Textauszug:
Der Neurologe Christof Kessler erzählt in seinem Debütroman Wahn: Stories von Fällen, die ihm in all den Jahren während seiner Arbeit begegnet sind. Entstanden sind zwölf fiktionalisierte Geschichten, die so oder so ähnlich passiert sind und zeigen, wie sehr der Mensch seinem Gehirn im Fühlen, Denken und Handeln ausgeliefert ist, wie stark die Persönlichkeit von chemischen Reaktionen, äußeren Einflüssen und tückischen Krankheiten beeinflusst wird. Kesslers Roman beinhaltet ein breites Spektrum an Fällen. Ob Alkohol- oder Nikotinsucht, Medikamentenmissbrauch und daraus resultierende Wahnvorstellungen, frühe Demenz oder Gesichtsblindheit: Jeder Erkrankung gibt Kessler ein Ansehen und zeigt mit Hilfe von Fallbeispielen, welche Dramen sich für die Betroffenen abspielen können.
Christof Kessler, geboren 1950, ist seit 1992 Professor für Neurologie und seit 1994 Direktor der Klinik für Neurologie der Ernst-Moritz-Arndt-Universität in Greifswald. Sein Interesse gilt einer praktisch ausgerichteten, patientenorientierten Neurologie. Er organisierte unter anderem Veranstaltungen zum Thema Neurologie und Literatur und war wissenschaftlicher Berater bei der szenischen Umsetzung der Opernadaption von Oliver Sacks' Der Mann, der seine Frau mit einem Hut verwechselte. Wahn: Stories ist sein erster Roman.

Bereitgestellte Daten:
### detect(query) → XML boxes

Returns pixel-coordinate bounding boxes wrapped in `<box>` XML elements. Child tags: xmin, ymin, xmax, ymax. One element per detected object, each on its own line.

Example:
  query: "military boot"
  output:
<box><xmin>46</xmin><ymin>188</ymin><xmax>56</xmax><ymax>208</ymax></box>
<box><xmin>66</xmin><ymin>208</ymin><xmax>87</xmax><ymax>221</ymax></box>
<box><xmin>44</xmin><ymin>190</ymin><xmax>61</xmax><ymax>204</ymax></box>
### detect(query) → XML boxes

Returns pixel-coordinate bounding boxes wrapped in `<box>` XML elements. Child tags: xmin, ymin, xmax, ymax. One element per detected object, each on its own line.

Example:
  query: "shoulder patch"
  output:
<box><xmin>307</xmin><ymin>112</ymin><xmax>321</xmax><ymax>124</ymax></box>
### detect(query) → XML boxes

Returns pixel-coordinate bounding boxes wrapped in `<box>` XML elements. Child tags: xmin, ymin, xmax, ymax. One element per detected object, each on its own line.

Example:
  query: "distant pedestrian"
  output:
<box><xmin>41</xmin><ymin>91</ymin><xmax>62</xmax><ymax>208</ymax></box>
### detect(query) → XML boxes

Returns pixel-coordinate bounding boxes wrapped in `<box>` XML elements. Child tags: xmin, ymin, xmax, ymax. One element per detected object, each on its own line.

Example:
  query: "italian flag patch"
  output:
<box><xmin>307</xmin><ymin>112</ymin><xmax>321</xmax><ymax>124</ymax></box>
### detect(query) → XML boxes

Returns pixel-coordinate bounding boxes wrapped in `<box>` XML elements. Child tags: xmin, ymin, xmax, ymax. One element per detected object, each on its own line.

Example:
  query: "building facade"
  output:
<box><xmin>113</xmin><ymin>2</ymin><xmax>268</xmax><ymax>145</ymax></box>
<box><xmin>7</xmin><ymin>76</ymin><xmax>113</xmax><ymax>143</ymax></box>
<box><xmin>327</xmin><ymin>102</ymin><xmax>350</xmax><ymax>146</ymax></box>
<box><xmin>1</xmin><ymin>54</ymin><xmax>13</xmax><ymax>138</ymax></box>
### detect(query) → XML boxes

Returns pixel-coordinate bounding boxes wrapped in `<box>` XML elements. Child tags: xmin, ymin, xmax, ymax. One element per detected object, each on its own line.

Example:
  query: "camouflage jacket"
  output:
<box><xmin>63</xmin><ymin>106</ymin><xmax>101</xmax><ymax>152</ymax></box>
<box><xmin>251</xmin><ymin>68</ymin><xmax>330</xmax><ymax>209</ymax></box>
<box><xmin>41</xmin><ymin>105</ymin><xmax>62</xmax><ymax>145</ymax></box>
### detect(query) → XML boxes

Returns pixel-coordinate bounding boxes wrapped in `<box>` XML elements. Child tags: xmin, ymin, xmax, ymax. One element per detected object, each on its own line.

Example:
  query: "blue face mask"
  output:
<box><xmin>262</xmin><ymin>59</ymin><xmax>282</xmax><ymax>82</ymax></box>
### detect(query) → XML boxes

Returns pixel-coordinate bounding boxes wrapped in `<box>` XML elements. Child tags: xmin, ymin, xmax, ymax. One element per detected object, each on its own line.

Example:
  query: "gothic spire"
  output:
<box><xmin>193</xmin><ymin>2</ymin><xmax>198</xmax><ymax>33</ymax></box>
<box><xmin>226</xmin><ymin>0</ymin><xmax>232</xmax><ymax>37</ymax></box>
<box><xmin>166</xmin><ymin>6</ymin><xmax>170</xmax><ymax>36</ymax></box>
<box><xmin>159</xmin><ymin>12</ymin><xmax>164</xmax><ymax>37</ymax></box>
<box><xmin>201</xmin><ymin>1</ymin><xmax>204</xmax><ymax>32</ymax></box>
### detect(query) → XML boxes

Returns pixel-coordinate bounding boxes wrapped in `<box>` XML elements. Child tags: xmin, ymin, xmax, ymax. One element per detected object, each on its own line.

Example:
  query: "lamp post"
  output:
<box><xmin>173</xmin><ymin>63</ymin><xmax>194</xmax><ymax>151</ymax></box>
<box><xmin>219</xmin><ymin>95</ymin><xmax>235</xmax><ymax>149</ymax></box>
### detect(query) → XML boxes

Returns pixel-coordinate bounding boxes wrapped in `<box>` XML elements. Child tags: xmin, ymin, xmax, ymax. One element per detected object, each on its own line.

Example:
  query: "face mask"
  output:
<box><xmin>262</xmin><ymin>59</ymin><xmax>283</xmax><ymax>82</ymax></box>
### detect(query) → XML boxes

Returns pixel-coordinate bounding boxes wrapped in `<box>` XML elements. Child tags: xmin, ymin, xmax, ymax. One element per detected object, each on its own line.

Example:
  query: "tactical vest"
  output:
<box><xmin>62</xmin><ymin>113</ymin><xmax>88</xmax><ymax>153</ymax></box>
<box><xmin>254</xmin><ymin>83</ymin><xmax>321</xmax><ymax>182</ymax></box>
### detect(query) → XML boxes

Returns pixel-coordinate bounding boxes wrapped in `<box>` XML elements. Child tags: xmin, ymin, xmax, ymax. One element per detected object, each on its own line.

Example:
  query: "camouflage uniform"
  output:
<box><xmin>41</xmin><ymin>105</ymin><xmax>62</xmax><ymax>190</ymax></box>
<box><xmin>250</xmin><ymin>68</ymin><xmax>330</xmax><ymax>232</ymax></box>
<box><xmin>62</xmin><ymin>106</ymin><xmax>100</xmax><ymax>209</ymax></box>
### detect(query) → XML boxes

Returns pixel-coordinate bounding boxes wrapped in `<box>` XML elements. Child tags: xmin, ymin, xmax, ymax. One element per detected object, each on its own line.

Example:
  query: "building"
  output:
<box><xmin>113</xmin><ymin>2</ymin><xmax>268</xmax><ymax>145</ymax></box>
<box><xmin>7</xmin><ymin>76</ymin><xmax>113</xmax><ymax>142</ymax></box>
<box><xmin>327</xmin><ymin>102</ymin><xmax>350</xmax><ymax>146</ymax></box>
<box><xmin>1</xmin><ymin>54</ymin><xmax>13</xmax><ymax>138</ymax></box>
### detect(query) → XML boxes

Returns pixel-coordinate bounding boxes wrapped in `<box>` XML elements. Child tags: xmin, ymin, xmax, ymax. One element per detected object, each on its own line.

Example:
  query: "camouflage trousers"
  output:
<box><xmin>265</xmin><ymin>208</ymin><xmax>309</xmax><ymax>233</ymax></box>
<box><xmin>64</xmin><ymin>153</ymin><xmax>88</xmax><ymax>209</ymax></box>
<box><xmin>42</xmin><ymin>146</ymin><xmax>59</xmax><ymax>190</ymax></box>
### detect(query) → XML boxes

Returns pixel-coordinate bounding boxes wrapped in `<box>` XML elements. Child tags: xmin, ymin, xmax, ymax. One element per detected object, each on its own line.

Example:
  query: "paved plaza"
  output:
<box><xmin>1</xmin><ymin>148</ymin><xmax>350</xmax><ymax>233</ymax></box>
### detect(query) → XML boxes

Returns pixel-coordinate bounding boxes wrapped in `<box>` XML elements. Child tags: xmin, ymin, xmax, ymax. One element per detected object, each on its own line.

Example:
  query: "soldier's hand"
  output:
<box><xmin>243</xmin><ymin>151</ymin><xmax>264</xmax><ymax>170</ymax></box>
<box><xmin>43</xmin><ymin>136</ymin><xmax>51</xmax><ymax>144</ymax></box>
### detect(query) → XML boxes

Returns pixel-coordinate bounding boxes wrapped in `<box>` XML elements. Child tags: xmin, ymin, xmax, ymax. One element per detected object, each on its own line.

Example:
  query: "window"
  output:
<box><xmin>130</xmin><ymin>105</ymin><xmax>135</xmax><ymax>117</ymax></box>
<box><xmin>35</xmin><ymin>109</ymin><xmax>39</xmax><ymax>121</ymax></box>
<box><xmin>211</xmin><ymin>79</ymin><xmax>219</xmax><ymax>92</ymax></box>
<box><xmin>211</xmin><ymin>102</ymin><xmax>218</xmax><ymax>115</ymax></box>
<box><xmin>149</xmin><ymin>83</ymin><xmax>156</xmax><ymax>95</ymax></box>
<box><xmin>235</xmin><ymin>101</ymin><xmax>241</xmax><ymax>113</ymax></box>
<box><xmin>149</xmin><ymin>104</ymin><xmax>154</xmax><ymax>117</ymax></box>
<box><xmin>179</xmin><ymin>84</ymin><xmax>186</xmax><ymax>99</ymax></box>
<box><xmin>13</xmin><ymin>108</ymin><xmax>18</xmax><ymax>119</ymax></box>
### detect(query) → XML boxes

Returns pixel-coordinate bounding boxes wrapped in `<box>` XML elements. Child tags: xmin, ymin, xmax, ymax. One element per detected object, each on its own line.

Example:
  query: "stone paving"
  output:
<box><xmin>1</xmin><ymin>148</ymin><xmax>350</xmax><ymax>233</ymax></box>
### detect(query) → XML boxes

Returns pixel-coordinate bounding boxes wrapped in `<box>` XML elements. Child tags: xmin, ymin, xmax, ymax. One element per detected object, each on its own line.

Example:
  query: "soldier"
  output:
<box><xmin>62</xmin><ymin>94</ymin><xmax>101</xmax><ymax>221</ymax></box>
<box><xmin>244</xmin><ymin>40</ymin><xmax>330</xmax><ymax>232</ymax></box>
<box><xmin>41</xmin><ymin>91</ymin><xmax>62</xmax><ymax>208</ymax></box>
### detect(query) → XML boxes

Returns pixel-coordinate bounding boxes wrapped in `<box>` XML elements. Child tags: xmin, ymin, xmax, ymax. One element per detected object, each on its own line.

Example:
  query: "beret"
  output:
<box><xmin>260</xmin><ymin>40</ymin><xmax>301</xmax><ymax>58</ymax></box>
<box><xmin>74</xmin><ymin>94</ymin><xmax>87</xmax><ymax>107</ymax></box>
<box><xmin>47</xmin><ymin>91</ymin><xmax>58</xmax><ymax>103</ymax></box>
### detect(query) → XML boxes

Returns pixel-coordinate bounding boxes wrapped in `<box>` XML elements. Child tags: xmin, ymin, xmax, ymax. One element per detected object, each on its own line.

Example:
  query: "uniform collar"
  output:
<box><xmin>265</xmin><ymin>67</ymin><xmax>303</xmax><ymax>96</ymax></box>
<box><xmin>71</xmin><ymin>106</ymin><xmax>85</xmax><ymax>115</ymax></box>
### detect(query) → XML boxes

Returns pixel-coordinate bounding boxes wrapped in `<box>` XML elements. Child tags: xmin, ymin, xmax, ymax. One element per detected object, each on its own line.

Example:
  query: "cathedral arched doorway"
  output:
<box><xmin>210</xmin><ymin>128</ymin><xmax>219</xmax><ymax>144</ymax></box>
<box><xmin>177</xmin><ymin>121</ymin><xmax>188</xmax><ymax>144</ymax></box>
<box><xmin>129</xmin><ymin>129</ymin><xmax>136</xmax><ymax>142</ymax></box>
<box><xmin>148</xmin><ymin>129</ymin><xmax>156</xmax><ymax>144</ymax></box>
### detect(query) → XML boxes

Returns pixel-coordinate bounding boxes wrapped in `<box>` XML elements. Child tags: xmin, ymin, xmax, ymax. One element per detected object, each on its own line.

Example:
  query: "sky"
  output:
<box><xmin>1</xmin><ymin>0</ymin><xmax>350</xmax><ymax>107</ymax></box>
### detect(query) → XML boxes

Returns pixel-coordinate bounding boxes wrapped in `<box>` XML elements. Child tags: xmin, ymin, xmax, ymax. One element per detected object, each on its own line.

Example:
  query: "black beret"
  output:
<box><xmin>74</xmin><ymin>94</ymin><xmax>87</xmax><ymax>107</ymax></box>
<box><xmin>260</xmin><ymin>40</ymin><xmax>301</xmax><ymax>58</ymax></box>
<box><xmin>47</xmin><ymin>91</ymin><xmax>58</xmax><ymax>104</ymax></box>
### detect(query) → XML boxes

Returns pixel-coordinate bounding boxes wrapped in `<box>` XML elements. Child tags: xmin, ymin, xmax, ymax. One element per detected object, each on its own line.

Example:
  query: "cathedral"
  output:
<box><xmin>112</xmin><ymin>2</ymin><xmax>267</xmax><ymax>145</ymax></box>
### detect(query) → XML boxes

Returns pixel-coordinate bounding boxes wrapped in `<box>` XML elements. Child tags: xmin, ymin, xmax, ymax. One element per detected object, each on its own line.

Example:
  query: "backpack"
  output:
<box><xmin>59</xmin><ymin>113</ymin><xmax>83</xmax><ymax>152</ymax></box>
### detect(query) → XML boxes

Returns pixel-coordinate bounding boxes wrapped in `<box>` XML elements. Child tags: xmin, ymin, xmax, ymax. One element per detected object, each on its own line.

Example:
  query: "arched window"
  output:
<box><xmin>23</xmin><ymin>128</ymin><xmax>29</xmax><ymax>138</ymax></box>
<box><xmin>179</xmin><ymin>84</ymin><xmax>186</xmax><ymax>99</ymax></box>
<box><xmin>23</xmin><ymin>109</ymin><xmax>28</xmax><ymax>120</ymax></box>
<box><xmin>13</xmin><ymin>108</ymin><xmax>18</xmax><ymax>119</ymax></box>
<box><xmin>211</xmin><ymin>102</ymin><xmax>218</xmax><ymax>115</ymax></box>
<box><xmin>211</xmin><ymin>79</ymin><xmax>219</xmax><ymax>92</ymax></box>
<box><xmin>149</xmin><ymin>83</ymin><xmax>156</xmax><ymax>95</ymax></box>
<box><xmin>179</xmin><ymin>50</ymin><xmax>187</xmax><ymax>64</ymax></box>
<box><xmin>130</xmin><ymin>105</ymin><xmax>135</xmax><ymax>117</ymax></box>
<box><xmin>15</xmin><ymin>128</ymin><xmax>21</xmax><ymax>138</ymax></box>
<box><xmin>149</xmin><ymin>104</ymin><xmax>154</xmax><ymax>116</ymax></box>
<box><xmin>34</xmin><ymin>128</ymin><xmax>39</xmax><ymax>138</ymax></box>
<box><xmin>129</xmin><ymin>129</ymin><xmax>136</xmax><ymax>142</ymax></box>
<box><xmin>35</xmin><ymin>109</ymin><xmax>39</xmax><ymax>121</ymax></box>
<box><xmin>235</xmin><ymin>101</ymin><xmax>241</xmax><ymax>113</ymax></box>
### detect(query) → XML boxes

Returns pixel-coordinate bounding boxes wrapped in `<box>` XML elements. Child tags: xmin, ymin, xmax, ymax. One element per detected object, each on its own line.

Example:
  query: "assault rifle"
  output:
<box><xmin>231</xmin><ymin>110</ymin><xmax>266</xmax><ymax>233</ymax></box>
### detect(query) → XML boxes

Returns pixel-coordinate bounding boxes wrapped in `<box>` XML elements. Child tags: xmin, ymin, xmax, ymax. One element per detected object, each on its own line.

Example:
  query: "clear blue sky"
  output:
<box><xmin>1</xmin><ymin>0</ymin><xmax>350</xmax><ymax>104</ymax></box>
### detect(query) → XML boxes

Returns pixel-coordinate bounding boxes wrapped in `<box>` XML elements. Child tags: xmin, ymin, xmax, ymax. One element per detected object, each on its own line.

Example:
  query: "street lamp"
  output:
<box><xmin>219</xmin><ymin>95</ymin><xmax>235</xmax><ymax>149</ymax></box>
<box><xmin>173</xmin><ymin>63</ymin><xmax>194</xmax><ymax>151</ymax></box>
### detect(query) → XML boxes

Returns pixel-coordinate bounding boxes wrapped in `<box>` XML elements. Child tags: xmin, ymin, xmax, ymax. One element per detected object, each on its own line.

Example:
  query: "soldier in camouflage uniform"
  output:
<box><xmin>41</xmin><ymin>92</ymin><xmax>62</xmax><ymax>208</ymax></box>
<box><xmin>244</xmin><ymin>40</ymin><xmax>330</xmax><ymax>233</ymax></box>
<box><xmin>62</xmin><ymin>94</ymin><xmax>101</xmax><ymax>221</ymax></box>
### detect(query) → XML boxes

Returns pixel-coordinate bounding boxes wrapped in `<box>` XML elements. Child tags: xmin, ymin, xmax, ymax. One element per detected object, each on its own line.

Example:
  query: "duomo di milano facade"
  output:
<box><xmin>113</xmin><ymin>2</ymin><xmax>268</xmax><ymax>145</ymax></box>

Aufgabe: Schreibe den Abschnitt des Textauszugs zwischen „Christof Kessler, geboren“ und „sein erster Roman.“ einschließlich neu und ersetze darin „Veranstaltungen“ durch „Tagungen“.

Ergebnis:
Christof Kessler, geboren 1950, ist seit 1992 Professor für Neurologie und seit 1994 Direktor der Klinik für Neurologie der Ernst-Moritz-Arndt-Universität in Greifswald. Sein Interesse gilt einer praktisch ausgerichteten, patientenorientierten Neurologie. Er organisierte unter anderem Tagungen zum Thema Neurologie und Literatur und war wissenschaftlicher Berater bei der szenischen Umsetzung der Opernadaption von Oliver Sacks' Der Mann, der seine Frau mit einem Hut verwechselte. Wahn: Stories ist sein erster Roman.